The first thing I ever directed was a short film I had written. It was called Pickled Punk and it was about a fetus in a jar, who affects the lives of a group of artists who come in contact with my bottled protagonist.

I wrote it after a period of creative stagnation. I had lost my curiosity for a time. I was worn down. Depressed, actually. And then, by chance, I got a job where I was around a particularly talented cinematographer. Whose job it is to see. To look at the world and make pictures out of it. Like Lazarus, it brought me out of the dark and back into life. To consider seeing was so inspiring.

And so I started directing in order to help my writing become much more visual.

Now, with my documentary films, what we see and how we see it is very important to me. My shoots always include what I call “Art Days” – that’s where we film visually creative additions to the documentary story. One example of what I mean is in my documentary film Free Reins, about a woman who runs a therapeutic horse farm for kids with communication disorders.
-=-=-=-=-
◆ **What is needed**
Render this sentence from the passage on directing into Spanish: "And so I started directing in order to help my writing become much more visual."
-=-=-=-=-
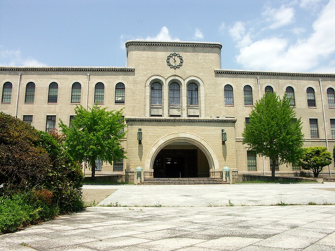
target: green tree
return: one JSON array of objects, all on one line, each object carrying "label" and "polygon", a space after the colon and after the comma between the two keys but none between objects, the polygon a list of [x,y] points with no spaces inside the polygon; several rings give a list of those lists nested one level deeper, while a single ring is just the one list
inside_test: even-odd
[{"label": "green tree", "polygon": [[303,148],[299,164],[305,170],[311,170],[314,177],[317,177],[322,167],[332,163],[332,154],[325,147]]},{"label": "green tree", "polygon": [[89,110],[82,106],[74,108],[75,119],[67,126],[61,120],[59,126],[66,136],[65,145],[70,156],[81,163],[88,162],[94,180],[96,160],[108,162],[125,157],[120,140],[126,132],[123,122],[122,110],[107,111],[97,104]]},{"label": "green tree", "polygon": [[275,93],[268,93],[256,101],[242,134],[243,144],[260,156],[269,157],[272,180],[275,164],[296,163],[300,158],[303,135],[301,119],[290,106],[290,99],[282,99]]}]

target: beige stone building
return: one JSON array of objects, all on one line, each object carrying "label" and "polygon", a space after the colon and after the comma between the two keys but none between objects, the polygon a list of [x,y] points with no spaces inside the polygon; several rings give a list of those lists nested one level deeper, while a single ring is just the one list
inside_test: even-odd
[{"label": "beige stone building", "polygon": [[[332,151],[335,74],[222,69],[218,43],[132,40],[126,47],[127,67],[0,66],[0,110],[47,131],[59,119],[69,124],[76,105],[124,108],[127,159],[112,165],[97,160],[96,173],[125,175],[141,166],[151,177],[209,177],[227,166],[269,174],[268,158],[247,151],[241,134],[255,101],[275,92],[292,98],[304,146]],[[334,163],[329,168],[335,171]],[[286,164],[277,169],[300,171]],[[321,175],[329,172],[326,167]]]}]

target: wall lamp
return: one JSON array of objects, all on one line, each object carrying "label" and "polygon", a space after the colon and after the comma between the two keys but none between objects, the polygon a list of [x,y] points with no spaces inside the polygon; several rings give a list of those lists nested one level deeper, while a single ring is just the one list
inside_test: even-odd
[{"label": "wall lamp", "polygon": [[226,141],[227,141],[227,132],[225,131],[224,129],[222,129],[221,131],[221,137],[222,138],[222,145],[225,145]]},{"label": "wall lamp", "polygon": [[138,128],[138,131],[137,132],[137,140],[138,141],[138,145],[142,144],[142,129],[140,128]]}]

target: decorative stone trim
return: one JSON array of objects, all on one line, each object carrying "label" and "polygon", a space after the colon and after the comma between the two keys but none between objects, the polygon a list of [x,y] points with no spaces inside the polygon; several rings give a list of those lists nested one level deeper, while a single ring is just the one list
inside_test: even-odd
[{"label": "decorative stone trim", "polygon": [[200,118],[176,118],[176,117],[136,117],[125,119],[127,124],[135,122],[161,122],[164,123],[236,123],[236,119],[230,118],[208,118],[202,119]]},{"label": "decorative stone trim", "polygon": [[134,72],[134,67],[0,66],[0,71],[117,71]]},{"label": "decorative stone trim", "polygon": [[335,74],[332,73],[230,70],[228,69],[215,69],[214,71],[216,74],[254,75],[260,76],[266,75],[283,76],[290,77],[309,77],[316,78],[335,78]]},{"label": "decorative stone trim", "polygon": [[211,42],[190,42],[186,41],[149,41],[129,40],[126,42],[126,48],[130,46],[173,46],[179,47],[217,48],[221,50],[222,45],[220,43]]}]

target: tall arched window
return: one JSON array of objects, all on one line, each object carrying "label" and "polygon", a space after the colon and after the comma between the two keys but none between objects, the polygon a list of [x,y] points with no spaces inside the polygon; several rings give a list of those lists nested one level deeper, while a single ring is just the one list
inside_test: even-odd
[{"label": "tall arched window", "polygon": [[58,84],[53,82],[49,85],[48,103],[57,103],[58,97]]},{"label": "tall arched window", "polygon": [[101,82],[97,83],[94,89],[94,103],[103,103],[103,95],[104,94],[104,86]]},{"label": "tall arched window", "polygon": [[327,97],[328,99],[328,106],[335,107],[335,92],[334,89],[331,87],[327,89]]},{"label": "tall arched window", "polygon": [[125,103],[126,87],[123,83],[118,83],[115,86],[115,103]]},{"label": "tall arched window", "polygon": [[245,86],[243,89],[244,95],[244,105],[252,105],[252,88],[250,86]]},{"label": "tall arched window", "polygon": [[35,84],[30,82],[26,86],[25,103],[34,103],[35,99]]},{"label": "tall arched window", "polygon": [[199,90],[197,85],[191,83],[187,86],[187,99],[190,105],[199,105]]},{"label": "tall arched window", "polygon": [[176,83],[172,83],[170,85],[169,104],[177,105],[180,104],[180,87]]},{"label": "tall arched window", "polygon": [[314,90],[311,87],[308,87],[306,90],[307,94],[307,105],[310,107],[316,106],[315,104],[315,94]]},{"label": "tall arched window", "polygon": [[80,103],[80,95],[81,94],[81,85],[76,82],[72,84],[71,92],[71,103]]},{"label": "tall arched window", "polygon": [[233,87],[230,85],[225,86],[225,104],[234,104]]},{"label": "tall arched window", "polygon": [[267,86],[265,87],[265,93],[266,94],[267,93],[273,93],[273,88],[272,88],[272,86]]},{"label": "tall arched window", "polygon": [[151,104],[162,104],[162,85],[157,82],[151,85]]},{"label": "tall arched window", "polygon": [[287,98],[291,98],[291,100],[290,100],[290,105],[291,106],[296,105],[296,100],[294,97],[294,89],[291,86],[288,86],[286,87],[285,92],[286,93],[286,97],[287,97]]},{"label": "tall arched window", "polygon": [[12,88],[13,85],[10,82],[6,82],[2,87],[2,97],[1,99],[2,103],[10,103],[12,99]]}]

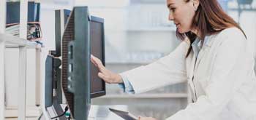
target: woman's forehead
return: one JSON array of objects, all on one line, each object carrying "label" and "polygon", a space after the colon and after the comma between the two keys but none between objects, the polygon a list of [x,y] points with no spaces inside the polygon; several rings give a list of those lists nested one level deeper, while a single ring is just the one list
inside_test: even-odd
[{"label": "woman's forehead", "polygon": [[184,0],[167,0],[167,5],[178,4],[184,2]]}]

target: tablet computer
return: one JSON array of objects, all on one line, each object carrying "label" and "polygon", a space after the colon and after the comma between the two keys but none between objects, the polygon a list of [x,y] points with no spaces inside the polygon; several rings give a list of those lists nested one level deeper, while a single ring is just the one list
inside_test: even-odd
[{"label": "tablet computer", "polygon": [[116,110],[116,109],[110,108],[109,108],[109,110],[110,111],[115,113],[118,116],[121,116],[121,118],[123,118],[125,120],[138,120],[138,117],[136,117],[135,116],[134,116],[134,115],[132,115],[127,111]]}]

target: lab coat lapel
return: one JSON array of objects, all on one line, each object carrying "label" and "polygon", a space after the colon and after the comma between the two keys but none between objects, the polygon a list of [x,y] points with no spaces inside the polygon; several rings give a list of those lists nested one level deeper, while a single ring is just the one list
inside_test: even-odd
[{"label": "lab coat lapel", "polygon": [[202,58],[203,58],[203,56],[206,55],[206,52],[210,48],[210,45],[211,44],[209,43],[207,43],[202,47],[202,49],[199,52],[194,71],[196,71],[198,68],[200,62],[201,61]]},{"label": "lab coat lapel", "polygon": [[196,56],[195,55],[195,53],[193,54],[193,57],[192,59],[192,65],[191,65],[191,67],[190,67],[190,70],[189,70],[189,80],[188,80],[188,82],[189,82],[189,87],[191,88],[191,91],[193,93],[193,97],[195,97],[194,95],[195,95],[195,87],[194,87],[194,84],[193,84],[193,81],[192,81],[192,78],[193,78],[193,76],[194,76],[194,67],[195,67],[195,58],[196,58]]}]

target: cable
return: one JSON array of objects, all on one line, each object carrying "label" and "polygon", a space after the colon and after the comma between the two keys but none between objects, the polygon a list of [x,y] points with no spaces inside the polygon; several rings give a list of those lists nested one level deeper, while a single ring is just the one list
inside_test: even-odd
[{"label": "cable", "polygon": [[61,115],[59,116],[55,116],[55,117],[53,117],[53,118],[50,118],[50,119],[56,119],[56,118],[59,118],[59,117],[61,117],[63,115],[64,115],[66,113],[66,112],[67,111],[67,110],[69,110],[69,108],[67,106],[66,106],[65,108],[65,111],[63,112],[63,113],[61,113]]}]

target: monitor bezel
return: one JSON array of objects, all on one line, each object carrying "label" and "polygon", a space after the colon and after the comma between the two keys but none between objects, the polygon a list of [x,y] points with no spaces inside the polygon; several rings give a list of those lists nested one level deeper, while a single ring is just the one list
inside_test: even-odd
[{"label": "monitor bezel", "polygon": [[[104,32],[104,19],[97,17],[95,16],[90,16],[90,20],[89,21],[91,22],[96,22],[102,24],[102,64],[104,66],[105,66],[105,32]],[[103,80],[102,80],[103,81]],[[91,86],[90,86],[91,87]],[[103,96],[106,95],[106,87],[105,87],[105,82],[102,82],[102,90],[96,92],[91,92],[91,99],[95,98],[97,97]]]}]

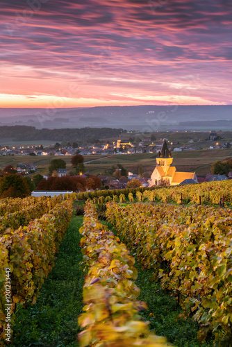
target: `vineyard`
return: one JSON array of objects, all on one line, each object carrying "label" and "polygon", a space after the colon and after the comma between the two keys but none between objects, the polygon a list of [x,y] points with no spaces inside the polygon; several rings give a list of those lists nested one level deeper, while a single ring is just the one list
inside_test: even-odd
[{"label": "vineyard", "polygon": [[[10,313],[10,335],[14,336],[19,308],[32,305],[33,310],[56,264],[73,208],[81,203],[85,205],[79,228],[82,260],[73,263],[83,281],[75,318],[78,342],[53,346],[170,346],[165,338],[149,332],[143,319],[147,306],[138,298],[136,260],[143,273],[151,273],[152,282],[159,282],[175,299],[182,309],[181,318],[197,323],[200,343],[210,346],[207,341],[214,339],[216,346],[231,346],[231,181],[213,182],[74,193],[64,201],[60,197],[0,201],[0,346],[9,344],[6,322]],[[73,237],[79,235],[78,229],[74,232]],[[10,313],[5,310],[8,293]],[[67,310],[65,314],[70,313]],[[19,323],[15,324],[17,331]],[[13,346],[24,346],[22,344]]]},{"label": "vineyard", "polygon": [[6,199],[2,214],[8,204],[10,212],[1,217],[0,238],[0,327],[5,339],[7,316],[14,316],[17,303],[35,303],[72,213],[72,201],[60,198]]},{"label": "vineyard", "polygon": [[[176,204],[219,205],[220,199],[224,204],[232,204],[232,181],[213,181],[201,184],[183,185],[176,187],[152,187],[145,188],[126,188],[117,190],[101,190],[74,193],[77,200],[90,198],[96,203],[109,201],[119,202],[129,198],[131,201],[150,201],[174,203]],[[122,202],[122,201],[120,201]]]}]

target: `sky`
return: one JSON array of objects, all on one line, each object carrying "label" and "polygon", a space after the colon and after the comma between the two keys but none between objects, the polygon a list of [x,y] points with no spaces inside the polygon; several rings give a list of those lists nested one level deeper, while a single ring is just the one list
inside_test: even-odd
[{"label": "sky", "polygon": [[232,104],[231,0],[0,0],[0,107]]}]

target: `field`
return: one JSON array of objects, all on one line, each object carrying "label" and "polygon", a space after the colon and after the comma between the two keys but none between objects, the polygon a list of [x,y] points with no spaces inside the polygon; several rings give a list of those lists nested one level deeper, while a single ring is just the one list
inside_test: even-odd
[{"label": "field", "polygon": [[1,200],[10,346],[167,347],[158,335],[178,347],[230,347],[231,210],[217,203],[223,194],[231,208],[231,192],[224,181]]},{"label": "field", "polygon": [[[112,165],[122,164],[126,169],[132,172],[136,167],[141,164],[144,171],[153,171],[156,167],[156,153],[127,154],[115,155],[84,155],[86,171],[90,174],[99,174],[110,168]],[[188,151],[182,152],[172,152],[174,165],[177,171],[196,171],[197,175],[205,175],[210,173],[210,166],[216,160],[223,160],[232,157],[232,149],[212,149]],[[13,165],[22,163],[33,162],[37,165],[41,174],[48,173],[49,162],[53,159],[62,158],[67,163],[67,168],[71,169],[71,156],[54,155],[32,156],[14,155],[1,156],[0,169],[6,165]],[[96,160],[96,161],[95,161]]]}]

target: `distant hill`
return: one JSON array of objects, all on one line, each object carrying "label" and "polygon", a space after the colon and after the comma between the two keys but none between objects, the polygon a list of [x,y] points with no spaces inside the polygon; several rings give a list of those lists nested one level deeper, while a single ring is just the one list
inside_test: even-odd
[{"label": "distant hill", "polygon": [[[105,128],[107,126],[128,130],[186,129],[209,131],[212,128],[232,130],[231,120],[231,105],[147,105],[51,110],[0,108],[0,126],[27,125],[38,129],[67,128],[68,122],[68,126],[72,128]],[[226,121],[228,123],[225,123]]]},{"label": "distant hill", "polygon": [[10,138],[13,141],[42,139],[54,142],[92,141],[100,138],[117,137],[123,132],[126,132],[126,130],[110,128],[36,129],[33,126],[0,126],[0,139]]}]

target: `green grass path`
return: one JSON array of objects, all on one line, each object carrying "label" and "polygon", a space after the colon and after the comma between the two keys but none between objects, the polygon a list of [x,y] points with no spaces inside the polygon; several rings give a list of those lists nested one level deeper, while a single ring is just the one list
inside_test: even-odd
[{"label": "green grass path", "polygon": [[13,330],[14,347],[77,347],[77,318],[83,307],[83,272],[79,262],[78,228],[83,217],[74,217],[59,249],[55,266],[35,305],[19,310]]}]

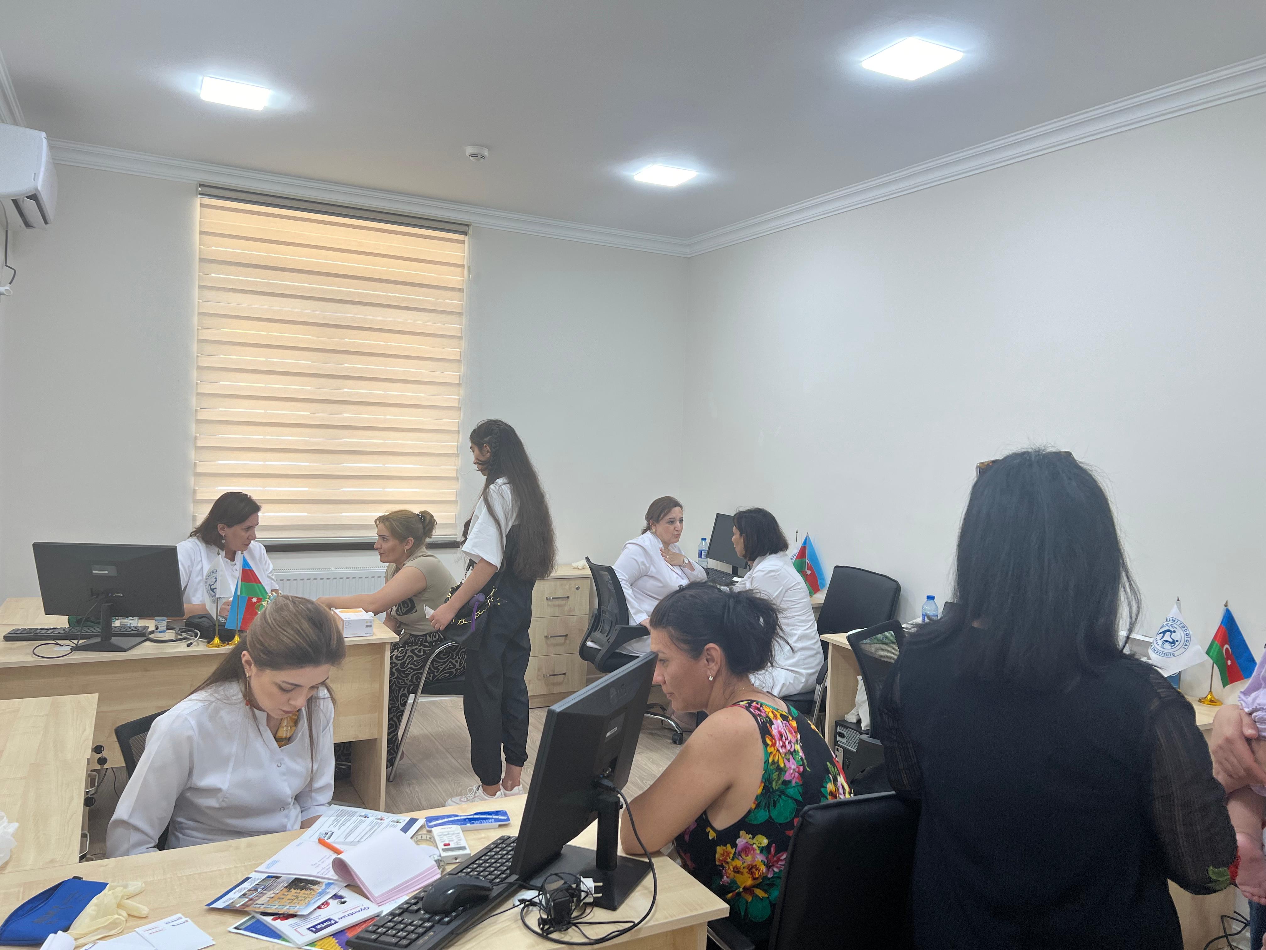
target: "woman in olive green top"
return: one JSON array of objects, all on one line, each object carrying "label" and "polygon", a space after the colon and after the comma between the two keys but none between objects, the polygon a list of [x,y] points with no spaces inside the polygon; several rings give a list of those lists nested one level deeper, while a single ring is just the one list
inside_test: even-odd
[{"label": "woman in olive green top", "polygon": [[[427,660],[448,640],[432,628],[424,608],[434,611],[444,603],[456,581],[441,560],[427,550],[427,538],[436,531],[436,517],[430,512],[389,512],[373,523],[379,529],[373,550],[379,552],[379,560],[387,565],[384,585],[372,594],[322,597],[316,603],[386,613],[386,624],[400,637],[391,646],[391,683],[387,688],[390,769],[400,751],[400,722],[409,706],[409,694],[418,685]],[[460,676],[465,669],[466,651],[451,647],[432,664],[427,680]],[[344,757],[335,747],[335,760]]]}]

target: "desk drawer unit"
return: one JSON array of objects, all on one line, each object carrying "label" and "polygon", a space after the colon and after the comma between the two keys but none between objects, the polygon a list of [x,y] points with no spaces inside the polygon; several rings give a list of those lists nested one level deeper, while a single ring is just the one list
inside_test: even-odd
[{"label": "desk drawer unit", "polygon": [[548,706],[585,685],[579,651],[589,628],[591,586],[587,574],[568,573],[538,580],[532,590],[527,680],[533,706]]}]

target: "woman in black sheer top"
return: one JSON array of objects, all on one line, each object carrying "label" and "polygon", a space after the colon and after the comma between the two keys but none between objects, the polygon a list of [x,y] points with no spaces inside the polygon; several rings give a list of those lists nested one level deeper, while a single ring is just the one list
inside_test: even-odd
[{"label": "woman in black sheer top", "polygon": [[956,586],[876,722],[922,799],[917,945],[1180,950],[1166,878],[1223,889],[1236,835],[1190,704],[1118,646],[1138,593],[1095,478],[1066,452],[984,466]]}]

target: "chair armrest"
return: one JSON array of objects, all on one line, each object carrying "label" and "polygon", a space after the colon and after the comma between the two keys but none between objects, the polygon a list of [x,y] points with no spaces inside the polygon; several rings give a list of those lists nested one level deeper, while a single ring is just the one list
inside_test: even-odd
[{"label": "chair armrest", "polygon": [[744,937],[727,917],[708,921],[708,940],[722,950],[756,950],[756,944]]}]

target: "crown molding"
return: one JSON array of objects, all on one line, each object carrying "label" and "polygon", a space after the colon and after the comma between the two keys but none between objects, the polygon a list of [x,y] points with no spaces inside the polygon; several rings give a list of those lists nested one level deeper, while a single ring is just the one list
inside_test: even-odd
[{"label": "crown molding", "polygon": [[971,148],[931,158],[889,175],[828,191],[755,218],[690,238],[687,256],[786,231],[819,218],[865,208],[956,181],[982,171],[1128,132],[1153,122],[1266,92],[1266,56],[1118,99],[1105,105],[1034,125]]},{"label": "crown molding", "polygon": [[351,204],[362,208],[384,208],[405,214],[419,214],[428,218],[476,224],[498,231],[514,231],[520,234],[580,241],[587,244],[622,247],[629,251],[648,251],[661,255],[686,255],[687,242],[682,238],[643,234],[636,231],[601,228],[592,224],[537,218],[515,212],[498,212],[472,204],[442,201],[433,198],[420,198],[400,191],[381,191],[356,185],[339,185],[330,181],[301,179],[294,175],[277,175],[267,171],[234,168],[228,165],[195,162],[189,158],[167,158],[143,152],[129,152],[106,146],[91,146],[82,142],[49,139],[53,161],[60,165],[75,165],[81,168],[115,171],[124,175],[142,175],[168,181],[187,181],[205,185],[227,185],[252,191],[270,191],[291,198],[309,198],[335,204]]},{"label": "crown molding", "polygon": [[25,125],[22,117],[22,106],[18,105],[18,94],[13,91],[13,80],[9,79],[9,67],[4,63],[4,53],[0,53],[0,122],[6,125]]},{"label": "crown molding", "polygon": [[[122,148],[51,139],[53,158],[62,165],[143,175],[171,181],[229,185],[275,194],[310,198],[322,201],[385,208],[406,214],[448,218],[468,224],[520,234],[580,241],[590,244],[620,247],[630,251],[693,257],[722,247],[752,241],[765,234],[786,231],[800,224],[843,214],[857,208],[936,187],[971,175],[1036,158],[1061,148],[1093,142],[1098,138],[1128,132],[1155,122],[1172,119],[1200,109],[1266,92],[1266,56],[1224,66],[1166,86],[1118,99],[1062,119],[1034,125],[1022,132],[995,138],[971,148],[932,158],[908,168],[881,175],[848,187],[829,191],[786,208],[717,228],[694,238],[682,239],[661,234],[644,234],[618,228],[538,218],[530,214],[499,212],[479,205],[442,201],[399,191],[339,185],[301,179],[292,175],[235,168],[187,158],[167,158]],[[5,109],[15,110],[8,73],[0,61],[0,120]],[[20,111],[16,111],[20,119]],[[20,124],[20,123],[18,123]]]}]

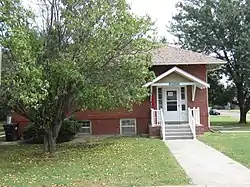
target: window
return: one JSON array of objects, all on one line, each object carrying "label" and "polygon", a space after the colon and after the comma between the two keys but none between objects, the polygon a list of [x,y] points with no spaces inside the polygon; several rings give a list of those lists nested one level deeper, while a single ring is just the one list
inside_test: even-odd
[{"label": "window", "polygon": [[158,109],[163,108],[162,88],[158,88]]},{"label": "window", "polygon": [[121,119],[120,120],[120,133],[122,135],[135,135],[136,134],[136,119]]},{"label": "window", "polygon": [[78,121],[78,123],[81,124],[81,128],[79,130],[79,133],[91,134],[91,121],[84,120],[84,121]]}]

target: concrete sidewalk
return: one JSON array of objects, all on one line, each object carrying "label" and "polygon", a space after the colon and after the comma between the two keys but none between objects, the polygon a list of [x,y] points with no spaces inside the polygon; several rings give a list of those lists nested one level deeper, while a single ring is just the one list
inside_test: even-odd
[{"label": "concrete sidewalk", "polygon": [[250,186],[250,170],[198,140],[168,140],[167,146],[196,185]]}]

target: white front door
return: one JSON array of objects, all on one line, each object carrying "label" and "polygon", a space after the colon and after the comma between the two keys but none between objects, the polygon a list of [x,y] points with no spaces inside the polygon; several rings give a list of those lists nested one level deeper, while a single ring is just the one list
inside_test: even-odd
[{"label": "white front door", "polygon": [[187,88],[163,89],[163,111],[167,122],[187,122]]},{"label": "white front door", "polygon": [[169,88],[165,90],[165,120],[166,121],[180,121],[180,100],[179,89]]}]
-=-=-=-=-
◆ **Expected output**
Y así empecé a dirigir para ayudar a que mi escritura se volviera mucho más visual.